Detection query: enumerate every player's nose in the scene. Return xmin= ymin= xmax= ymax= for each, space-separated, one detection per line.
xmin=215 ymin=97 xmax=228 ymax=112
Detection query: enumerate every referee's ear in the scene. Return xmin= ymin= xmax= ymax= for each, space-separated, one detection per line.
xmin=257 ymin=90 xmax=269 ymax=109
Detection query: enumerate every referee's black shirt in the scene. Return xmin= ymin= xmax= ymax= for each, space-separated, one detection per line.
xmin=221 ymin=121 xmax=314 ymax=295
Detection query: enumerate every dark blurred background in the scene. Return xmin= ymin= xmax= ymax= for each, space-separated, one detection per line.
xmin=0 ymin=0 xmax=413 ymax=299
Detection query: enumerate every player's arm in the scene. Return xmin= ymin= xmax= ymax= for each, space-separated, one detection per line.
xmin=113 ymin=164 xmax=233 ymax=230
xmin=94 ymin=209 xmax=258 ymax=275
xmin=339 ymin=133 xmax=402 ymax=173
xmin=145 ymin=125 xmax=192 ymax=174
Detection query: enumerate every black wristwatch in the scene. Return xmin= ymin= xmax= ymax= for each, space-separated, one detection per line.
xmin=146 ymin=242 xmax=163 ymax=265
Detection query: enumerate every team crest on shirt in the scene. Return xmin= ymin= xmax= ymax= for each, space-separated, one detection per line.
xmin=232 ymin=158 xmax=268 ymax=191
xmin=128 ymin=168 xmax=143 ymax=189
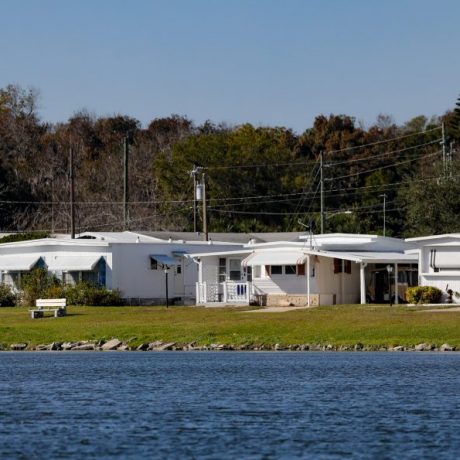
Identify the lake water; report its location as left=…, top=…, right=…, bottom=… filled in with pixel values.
left=0, top=352, right=460, bottom=460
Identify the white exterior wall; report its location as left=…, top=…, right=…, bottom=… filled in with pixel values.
left=112, top=243, right=234, bottom=299
left=311, top=257, right=360, bottom=305
left=419, top=245, right=460, bottom=303
left=0, top=244, right=112, bottom=289
left=253, top=256, right=360, bottom=305
left=253, top=274, right=308, bottom=295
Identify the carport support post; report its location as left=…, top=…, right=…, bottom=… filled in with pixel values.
left=307, top=255, right=310, bottom=307
left=359, top=262, right=367, bottom=305
left=395, top=264, right=399, bottom=305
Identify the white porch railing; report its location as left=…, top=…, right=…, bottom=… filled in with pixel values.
left=196, top=282, right=252, bottom=304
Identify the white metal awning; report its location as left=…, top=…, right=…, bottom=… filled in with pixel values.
left=0, top=254, right=41, bottom=272
left=150, top=254, right=179, bottom=267
left=242, top=250, right=308, bottom=267
left=431, top=250, right=460, bottom=270
left=306, top=250, right=418, bottom=264
left=47, top=254, right=102, bottom=272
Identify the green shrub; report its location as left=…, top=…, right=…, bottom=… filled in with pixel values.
left=0, top=283, right=18, bottom=307
left=406, top=286, right=442, bottom=304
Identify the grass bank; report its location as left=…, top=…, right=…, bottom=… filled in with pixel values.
left=0, top=305, right=460, bottom=348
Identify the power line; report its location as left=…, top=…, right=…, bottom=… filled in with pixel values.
left=324, top=138, right=442, bottom=167
left=326, top=150, right=442, bottom=181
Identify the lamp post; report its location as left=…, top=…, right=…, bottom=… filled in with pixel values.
left=164, top=265, right=169, bottom=308
left=379, top=193, right=387, bottom=236
left=387, top=264, right=393, bottom=307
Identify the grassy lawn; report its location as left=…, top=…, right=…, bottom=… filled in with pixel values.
left=0, top=305, right=460, bottom=347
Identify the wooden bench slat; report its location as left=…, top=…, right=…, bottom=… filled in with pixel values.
left=35, top=299, right=67, bottom=307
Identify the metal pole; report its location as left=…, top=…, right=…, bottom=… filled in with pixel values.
left=69, top=147, right=75, bottom=239
left=201, top=173, right=208, bottom=241
left=441, top=122, right=447, bottom=177
left=123, top=137, right=129, bottom=230
left=380, top=193, right=387, bottom=236
left=192, top=165, right=197, bottom=233
left=319, top=152, right=324, bottom=234
left=165, top=268, right=169, bottom=308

What to do
Return all of the material above line for line and unchanged, but leave out the pictures.

Exercise result
Detection query: enumerate every player's nose in the scene. Return xmin= ymin= xmax= ymax= for each, space-separated, one detection per line.
xmin=215 ymin=97 xmax=228 ymax=112
Detection query: enumerate every referee's ear in the scene. Return xmin= ymin= xmax= ymax= for each, space-separated, one detection per line.
xmin=257 ymin=90 xmax=269 ymax=109
Detection query: enumerate every referee's black shirt in the scene. Return xmin= ymin= xmax= ymax= for each, space-separated, one detection per line.
xmin=221 ymin=121 xmax=314 ymax=295
Detection query: enumerate every dark blurred background in the scene. Return xmin= ymin= xmax= ymax= for each, space-separated, one detection per line.
xmin=0 ymin=0 xmax=413 ymax=299
Detection query: enumerate every player's arm in the scene. Return xmin= ymin= xmax= ymax= for each, space-separated, one detection per line.
xmin=113 ymin=164 xmax=233 ymax=230
xmin=94 ymin=209 xmax=258 ymax=275
xmin=339 ymin=133 xmax=402 ymax=173
xmin=145 ymin=125 xmax=192 ymax=174
Detection query: enumerate every black wristwatch in the scene. Return xmin= ymin= xmax= ymax= for each, space-separated, one detection per line.
xmin=146 ymin=242 xmax=163 ymax=265
Detection query: enumerate every team crest on shirt in the scene. Return xmin= ymin= xmax= ymax= for each, space-separated, one detection per line.
xmin=232 ymin=158 xmax=268 ymax=191
xmin=128 ymin=168 xmax=143 ymax=189
Identify the lake water; report its location as left=…, top=…, right=…, bottom=… filled in with pixel values.
left=0, top=352, right=460, bottom=460
Identify the white exterior wall; report its location as left=…, top=…, right=…, bottom=… filled in with pixel values.
left=112, top=243, right=234, bottom=299
left=311, top=257, right=360, bottom=305
left=419, top=245, right=460, bottom=303
left=0, top=244, right=112, bottom=289
left=253, top=256, right=360, bottom=305
left=253, top=274, right=308, bottom=295
Identify the carport support post; report its location as left=…, top=…, right=…, bottom=… filled in with pixel values.
left=307, top=255, right=310, bottom=307
left=359, top=262, right=367, bottom=305
left=395, top=264, right=399, bottom=305
Identify the white porch railing; report its location as left=…, top=…, right=…, bottom=… filled in with pixel values.
left=196, top=282, right=252, bottom=304
Identify the white metal awning; report its location as left=…, top=…, right=…, bottom=… filled in with pixel values.
left=0, top=254, right=41, bottom=272
left=150, top=254, right=179, bottom=267
left=242, top=250, right=308, bottom=267
left=431, top=250, right=460, bottom=270
left=306, top=250, right=418, bottom=264
left=47, top=254, right=102, bottom=272
Identify the green shrub; report its location as left=…, top=…, right=…, bottom=… filled in with pixel values.
left=0, top=283, right=18, bottom=307
left=406, top=286, right=442, bottom=304
Identify the grass bank; report its location as left=…, top=…, right=…, bottom=… filled in with pixel values.
left=0, top=305, right=460, bottom=348
Identify the power line; report its location as left=…, top=…, right=…, bottom=… filled in with pixel values.
left=324, top=138, right=442, bottom=167
left=326, top=150, right=442, bottom=181
Identify the lamp post; report its location as left=…, top=…, right=…, bottom=… filled in with pixel values.
left=164, top=265, right=169, bottom=308
left=379, top=193, right=387, bottom=236
left=387, top=264, right=393, bottom=307
Identify the grassy lawn; report its location as left=…, top=…, right=…, bottom=… filled in with pixel values.
left=0, top=305, right=460, bottom=347
Identify the wooden bench slat; report its location as left=…, top=…, right=…, bottom=… filled in with pixel values.
left=35, top=299, right=67, bottom=307
Identify the metal pole; report its location as left=…, top=…, right=…, bottom=… filled in with pixel values.
left=69, top=147, right=75, bottom=239
left=201, top=173, right=208, bottom=241
left=441, top=122, right=447, bottom=177
left=123, top=137, right=129, bottom=230
left=380, top=193, right=387, bottom=236
left=192, top=165, right=197, bottom=233
left=319, top=152, right=324, bottom=234
left=165, top=268, right=169, bottom=308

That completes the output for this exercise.